Work task — The full listing should be transcribed verbatim.

Records provided —
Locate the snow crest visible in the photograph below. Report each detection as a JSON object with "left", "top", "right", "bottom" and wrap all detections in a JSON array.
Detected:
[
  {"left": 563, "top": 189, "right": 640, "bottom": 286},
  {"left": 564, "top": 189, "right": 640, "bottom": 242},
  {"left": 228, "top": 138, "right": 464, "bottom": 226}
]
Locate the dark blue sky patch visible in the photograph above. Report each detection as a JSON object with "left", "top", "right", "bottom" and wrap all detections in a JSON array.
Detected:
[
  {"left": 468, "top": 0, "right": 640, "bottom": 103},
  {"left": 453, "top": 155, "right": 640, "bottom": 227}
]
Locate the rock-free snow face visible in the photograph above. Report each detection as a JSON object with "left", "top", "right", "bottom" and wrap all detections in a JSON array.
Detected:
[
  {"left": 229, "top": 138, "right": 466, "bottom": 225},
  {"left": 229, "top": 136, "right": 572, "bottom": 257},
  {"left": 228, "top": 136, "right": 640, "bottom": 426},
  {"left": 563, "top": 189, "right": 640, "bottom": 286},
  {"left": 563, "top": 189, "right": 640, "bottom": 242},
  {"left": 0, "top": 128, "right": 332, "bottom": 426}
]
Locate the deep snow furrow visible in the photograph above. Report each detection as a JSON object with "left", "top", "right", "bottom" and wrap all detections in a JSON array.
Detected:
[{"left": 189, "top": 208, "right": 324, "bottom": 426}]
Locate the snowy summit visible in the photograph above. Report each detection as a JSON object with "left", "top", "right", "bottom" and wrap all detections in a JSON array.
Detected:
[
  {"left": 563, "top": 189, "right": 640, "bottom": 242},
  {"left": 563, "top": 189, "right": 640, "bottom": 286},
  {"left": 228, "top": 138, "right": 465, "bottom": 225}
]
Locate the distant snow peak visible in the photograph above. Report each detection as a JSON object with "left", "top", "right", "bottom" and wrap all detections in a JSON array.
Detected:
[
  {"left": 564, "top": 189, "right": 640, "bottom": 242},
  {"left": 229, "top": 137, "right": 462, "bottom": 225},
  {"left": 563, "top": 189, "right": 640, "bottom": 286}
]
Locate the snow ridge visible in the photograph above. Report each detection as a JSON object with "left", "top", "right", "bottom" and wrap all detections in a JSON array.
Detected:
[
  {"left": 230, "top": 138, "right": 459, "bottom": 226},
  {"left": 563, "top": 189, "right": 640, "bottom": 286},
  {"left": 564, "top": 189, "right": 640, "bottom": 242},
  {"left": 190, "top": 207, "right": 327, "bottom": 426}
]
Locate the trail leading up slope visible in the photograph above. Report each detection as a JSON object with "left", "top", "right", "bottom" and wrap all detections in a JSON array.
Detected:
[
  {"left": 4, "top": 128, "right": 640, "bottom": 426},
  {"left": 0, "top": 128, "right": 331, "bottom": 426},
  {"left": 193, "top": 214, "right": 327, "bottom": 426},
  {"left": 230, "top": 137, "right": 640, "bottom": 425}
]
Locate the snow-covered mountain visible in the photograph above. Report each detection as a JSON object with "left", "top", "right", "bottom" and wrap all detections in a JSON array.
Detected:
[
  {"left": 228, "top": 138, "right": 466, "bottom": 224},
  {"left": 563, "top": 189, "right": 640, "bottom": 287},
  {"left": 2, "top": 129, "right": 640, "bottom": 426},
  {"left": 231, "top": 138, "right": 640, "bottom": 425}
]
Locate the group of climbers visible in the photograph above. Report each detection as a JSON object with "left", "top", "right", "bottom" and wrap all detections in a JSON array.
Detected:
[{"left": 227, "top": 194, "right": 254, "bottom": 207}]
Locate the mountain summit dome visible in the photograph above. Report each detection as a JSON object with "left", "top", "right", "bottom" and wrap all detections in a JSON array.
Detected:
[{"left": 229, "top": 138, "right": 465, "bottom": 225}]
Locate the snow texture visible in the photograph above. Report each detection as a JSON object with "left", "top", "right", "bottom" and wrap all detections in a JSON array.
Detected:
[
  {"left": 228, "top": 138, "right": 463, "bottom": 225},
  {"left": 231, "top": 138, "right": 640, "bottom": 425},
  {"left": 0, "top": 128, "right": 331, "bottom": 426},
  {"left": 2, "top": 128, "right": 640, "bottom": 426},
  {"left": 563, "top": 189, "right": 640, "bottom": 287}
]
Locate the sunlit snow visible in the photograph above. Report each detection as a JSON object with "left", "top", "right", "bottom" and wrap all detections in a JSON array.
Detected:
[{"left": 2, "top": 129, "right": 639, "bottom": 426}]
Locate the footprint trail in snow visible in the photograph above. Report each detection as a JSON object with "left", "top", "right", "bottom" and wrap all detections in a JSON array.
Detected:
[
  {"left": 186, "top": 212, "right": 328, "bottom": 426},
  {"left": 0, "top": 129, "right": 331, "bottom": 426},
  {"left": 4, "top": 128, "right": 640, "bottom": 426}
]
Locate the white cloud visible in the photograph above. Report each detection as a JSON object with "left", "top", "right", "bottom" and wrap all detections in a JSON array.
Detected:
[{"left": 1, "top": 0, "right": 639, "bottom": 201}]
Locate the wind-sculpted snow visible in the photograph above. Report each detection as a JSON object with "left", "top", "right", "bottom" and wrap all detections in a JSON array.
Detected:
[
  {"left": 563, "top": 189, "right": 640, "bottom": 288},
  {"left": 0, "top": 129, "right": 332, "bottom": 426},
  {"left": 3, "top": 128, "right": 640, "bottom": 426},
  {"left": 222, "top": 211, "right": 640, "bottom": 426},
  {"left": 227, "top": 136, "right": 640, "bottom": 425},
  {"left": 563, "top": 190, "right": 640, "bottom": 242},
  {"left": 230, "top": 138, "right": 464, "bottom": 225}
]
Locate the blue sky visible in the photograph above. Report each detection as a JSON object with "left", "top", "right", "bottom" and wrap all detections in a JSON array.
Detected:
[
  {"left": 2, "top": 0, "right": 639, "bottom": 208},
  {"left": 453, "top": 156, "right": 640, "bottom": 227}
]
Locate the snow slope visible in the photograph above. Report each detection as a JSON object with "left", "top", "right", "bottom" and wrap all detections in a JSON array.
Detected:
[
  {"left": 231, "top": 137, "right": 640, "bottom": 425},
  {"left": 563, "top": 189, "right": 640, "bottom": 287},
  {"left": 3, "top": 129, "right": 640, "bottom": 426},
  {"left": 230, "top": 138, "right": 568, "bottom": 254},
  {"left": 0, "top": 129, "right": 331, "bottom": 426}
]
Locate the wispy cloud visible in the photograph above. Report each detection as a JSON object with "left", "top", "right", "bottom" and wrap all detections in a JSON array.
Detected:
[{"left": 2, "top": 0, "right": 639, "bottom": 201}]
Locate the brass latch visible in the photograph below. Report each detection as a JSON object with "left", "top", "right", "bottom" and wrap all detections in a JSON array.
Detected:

Written response —
Locate the snow crest visible in the photograph below. Report each detection as a JSON object with "left", "top", "right", "bottom" and wrap all detections in a JSON array.
Detected:
[
  {"left": 563, "top": 189, "right": 640, "bottom": 286},
  {"left": 564, "top": 189, "right": 640, "bottom": 242},
  {"left": 228, "top": 138, "right": 464, "bottom": 226}
]
Locate the dark blue sky patch visible in the photograph above. Report each detection as a JSON object with "left", "top", "right", "bottom" and wrap all detections in a JSON array.
Detected:
[
  {"left": 468, "top": 0, "right": 640, "bottom": 103},
  {"left": 453, "top": 155, "right": 640, "bottom": 227}
]
Locate the rock-free snow face visible in the photograph above. Report each detection as a JSON object with "left", "top", "right", "bottom" and wrap all detections in a JSON array.
Detected:
[
  {"left": 229, "top": 138, "right": 466, "bottom": 225},
  {"left": 229, "top": 136, "right": 572, "bottom": 257},
  {"left": 228, "top": 136, "right": 640, "bottom": 426},
  {"left": 563, "top": 189, "right": 640, "bottom": 286},
  {"left": 563, "top": 189, "right": 640, "bottom": 242},
  {"left": 0, "top": 128, "right": 332, "bottom": 426}
]
Locate the deep snow furrow visible in the photograph above. Report each detection as a JSON object with "left", "top", "right", "bottom" and wrap all detections in a JSON array.
Detected:
[{"left": 189, "top": 208, "right": 324, "bottom": 426}]
Locate the snowy summit visible in the photograph above. Report each detection as a JSON object with "left", "top", "right", "bottom" and wrap all detections in a JSON array.
Detected:
[
  {"left": 563, "top": 189, "right": 640, "bottom": 242},
  {"left": 563, "top": 189, "right": 640, "bottom": 286},
  {"left": 228, "top": 138, "right": 465, "bottom": 225}
]
Locate the distant snow peak visible in the photograph above. Report each detection as a JSON object with "left", "top", "right", "bottom" and wrap all detections in a JSON array.
Detected:
[
  {"left": 564, "top": 189, "right": 640, "bottom": 242},
  {"left": 229, "top": 137, "right": 462, "bottom": 225},
  {"left": 563, "top": 189, "right": 640, "bottom": 286}
]
Locate the snow ridge visible in the photograph above. Report each detection as a JSON object with "left", "top", "right", "bottom" and wrap all detections in a JSON array.
Detected:
[
  {"left": 230, "top": 138, "right": 459, "bottom": 226},
  {"left": 563, "top": 189, "right": 640, "bottom": 286},
  {"left": 564, "top": 189, "right": 640, "bottom": 242},
  {"left": 190, "top": 207, "right": 327, "bottom": 426}
]
Locate the trail leading up slope visible in the photograph above. Report each detection as a JSON object with "left", "top", "right", "bottom" and wrap all detections in a JSON array.
Detected:
[
  {"left": 4, "top": 128, "right": 640, "bottom": 426},
  {"left": 0, "top": 128, "right": 331, "bottom": 426},
  {"left": 193, "top": 214, "right": 327, "bottom": 426},
  {"left": 230, "top": 137, "right": 640, "bottom": 425}
]
Locate the snow-covered mountain visible in the photograph above. Report each detection as a JSON object with "left", "top", "right", "bottom" and wrap all detections in a JSON array.
Detected:
[
  {"left": 228, "top": 138, "right": 466, "bottom": 224},
  {"left": 563, "top": 189, "right": 640, "bottom": 287},
  {"left": 2, "top": 129, "right": 640, "bottom": 426},
  {"left": 231, "top": 138, "right": 640, "bottom": 425}
]
Locate the group of climbers visible in the photograph above. Report each detection as a JSON object with "left", "top", "right", "bottom" and wrap all detections in a JSON array.
Detected:
[{"left": 227, "top": 194, "right": 254, "bottom": 207}]
Locate the mountain summit dome visible in the photograph above. Report each detection as a JSON object with "left", "top", "right", "bottom" and wrap all detections in a JSON array.
Detected:
[{"left": 229, "top": 138, "right": 465, "bottom": 225}]
Locate the snow texture visible in the photograph above. Report each detection as a JSON object with "left", "top", "right", "bottom" and wrap all detections in a JSON array.
Detected:
[
  {"left": 228, "top": 138, "right": 463, "bottom": 225},
  {"left": 231, "top": 138, "right": 640, "bottom": 425},
  {"left": 0, "top": 128, "right": 331, "bottom": 426},
  {"left": 2, "top": 128, "right": 640, "bottom": 426},
  {"left": 563, "top": 189, "right": 640, "bottom": 287}
]
Locate the sunlit snow visible in the photograph above. Report each detection as a JSON object with "left", "top", "right", "bottom" and wrap all detections in a JSON array.
Detected:
[{"left": 2, "top": 129, "right": 639, "bottom": 426}]
Locate the footprint trail in snow visible in the photograph above. Report each detection as a JSON object with "left", "top", "right", "bottom" and wrap all detections in a JSON array.
Detected:
[
  {"left": 186, "top": 212, "right": 328, "bottom": 426},
  {"left": 0, "top": 129, "right": 331, "bottom": 426},
  {"left": 4, "top": 128, "right": 640, "bottom": 426}
]
Locate the white cloud visible in the photograph above. Report each detection as a JSON object with "left", "top", "right", "bottom" and wrap all detections in a JSON array.
Detected:
[{"left": 1, "top": 0, "right": 639, "bottom": 201}]
Locate the wind-sculpted snow visible in the photograph above. Report each detection as a JSON object with "left", "top", "right", "bottom" and wrap all detections in a JSON array.
Detected:
[
  {"left": 563, "top": 189, "right": 640, "bottom": 288},
  {"left": 0, "top": 129, "right": 332, "bottom": 426},
  {"left": 3, "top": 128, "right": 640, "bottom": 426},
  {"left": 222, "top": 211, "right": 640, "bottom": 426},
  {"left": 227, "top": 136, "right": 640, "bottom": 425},
  {"left": 563, "top": 190, "right": 640, "bottom": 242},
  {"left": 230, "top": 138, "right": 464, "bottom": 225}
]
Locate the blue sky visible in the photograph above. Report each detection as a JSON object with "left", "top", "right", "bottom" and wrap all detections in a JSON array.
Detected:
[
  {"left": 2, "top": 0, "right": 639, "bottom": 208},
  {"left": 453, "top": 156, "right": 640, "bottom": 227}
]
Locate the snow slope visible in the photograph above. Report each detection as a JSON object with "left", "top", "right", "bottom" and wrap all detections in a JSON array.
Detected:
[
  {"left": 231, "top": 137, "right": 640, "bottom": 425},
  {"left": 563, "top": 189, "right": 640, "bottom": 287},
  {"left": 3, "top": 129, "right": 640, "bottom": 426},
  {"left": 230, "top": 138, "right": 568, "bottom": 254},
  {"left": 0, "top": 129, "right": 331, "bottom": 426}
]
Locate the wispy cloud visible in the photograph above. Report each detection as a JSON object with "left", "top", "right", "bottom" and wrap all detections in a JSON array.
Detected:
[{"left": 2, "top": 0, "right": 639, "bottom": 201}]
Locate the brass latch visible in the photograph below. Report each detection as a JSON object with "left", "top", "right", "bottom" and wrap all detections in a JSON array.
Detected:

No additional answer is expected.